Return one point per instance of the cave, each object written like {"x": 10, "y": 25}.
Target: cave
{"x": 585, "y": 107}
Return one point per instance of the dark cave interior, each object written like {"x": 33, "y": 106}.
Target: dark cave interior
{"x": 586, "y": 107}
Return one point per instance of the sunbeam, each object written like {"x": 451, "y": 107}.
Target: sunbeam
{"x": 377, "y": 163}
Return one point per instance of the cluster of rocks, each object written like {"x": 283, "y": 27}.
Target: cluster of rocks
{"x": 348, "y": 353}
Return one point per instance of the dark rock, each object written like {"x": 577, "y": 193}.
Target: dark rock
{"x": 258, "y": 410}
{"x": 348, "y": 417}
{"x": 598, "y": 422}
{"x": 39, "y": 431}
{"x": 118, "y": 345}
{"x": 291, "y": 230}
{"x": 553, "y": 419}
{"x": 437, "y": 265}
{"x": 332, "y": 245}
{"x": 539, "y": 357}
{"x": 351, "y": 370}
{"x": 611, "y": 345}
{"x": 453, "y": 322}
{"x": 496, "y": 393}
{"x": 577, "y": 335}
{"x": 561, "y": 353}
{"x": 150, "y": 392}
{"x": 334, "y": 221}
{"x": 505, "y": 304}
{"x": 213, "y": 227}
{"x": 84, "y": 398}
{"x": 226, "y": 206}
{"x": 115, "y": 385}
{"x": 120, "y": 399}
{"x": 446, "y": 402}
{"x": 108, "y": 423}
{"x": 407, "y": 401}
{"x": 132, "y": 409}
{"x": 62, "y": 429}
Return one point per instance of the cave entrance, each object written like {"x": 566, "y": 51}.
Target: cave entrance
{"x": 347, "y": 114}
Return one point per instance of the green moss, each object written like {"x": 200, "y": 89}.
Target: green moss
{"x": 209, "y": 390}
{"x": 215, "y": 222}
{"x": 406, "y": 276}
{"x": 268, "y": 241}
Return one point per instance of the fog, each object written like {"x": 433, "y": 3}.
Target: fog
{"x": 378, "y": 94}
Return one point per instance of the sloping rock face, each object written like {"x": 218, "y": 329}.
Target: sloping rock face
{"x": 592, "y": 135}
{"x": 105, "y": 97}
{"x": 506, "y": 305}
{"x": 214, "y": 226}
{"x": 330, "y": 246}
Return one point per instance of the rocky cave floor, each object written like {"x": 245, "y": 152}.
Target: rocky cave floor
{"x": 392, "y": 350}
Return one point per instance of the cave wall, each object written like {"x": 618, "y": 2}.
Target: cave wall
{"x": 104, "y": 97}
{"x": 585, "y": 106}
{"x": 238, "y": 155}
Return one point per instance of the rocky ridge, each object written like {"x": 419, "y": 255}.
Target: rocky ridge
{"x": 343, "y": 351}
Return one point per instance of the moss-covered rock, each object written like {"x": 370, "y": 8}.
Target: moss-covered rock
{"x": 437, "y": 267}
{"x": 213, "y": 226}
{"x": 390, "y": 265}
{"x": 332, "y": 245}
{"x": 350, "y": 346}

PROBLEM STATEMENT:
One stretch of the lines above is wanted, from the line that contains "Target: fog" through the line that contains "Return one point per instance of the moss-covered". Output it exactly.

ANSWER TO THE PROBLEM:
Target: fog
{"x": 378, "y": 94}
Return one point per instance of the sloping rock face, each object written like {"x": 218, "y": 329}.
Target: sloping rock face
{"x": 592, "y": 135}
{"x": 105, "y": 97}
{"x": 506, "y": 305}
{"x": 214, "y": 226}
{"x": 330, "y": 246}
Return one point per instance of the rocky cave floor, each object written like {"x": 245, "y": 152}.
Target: rocky cave floor
{"x": 392, "y": 350}
Return one point per instance of the cave wall, each object written like {"x": 618, "y": 2}.
Target: cave wall
{"x": 104, "y": 97}
{"x": 585, "y": 106}
{"x": 238, "y": 155}
Return one point per instance of the rocky ridge, each object written like {"x": 419, "y": 255}.
Target: rocky ridge
{"x": 343, "y": 351}
Return one point per instance of the moss-covered rock, each object written like {"x": 370, "y": 8}.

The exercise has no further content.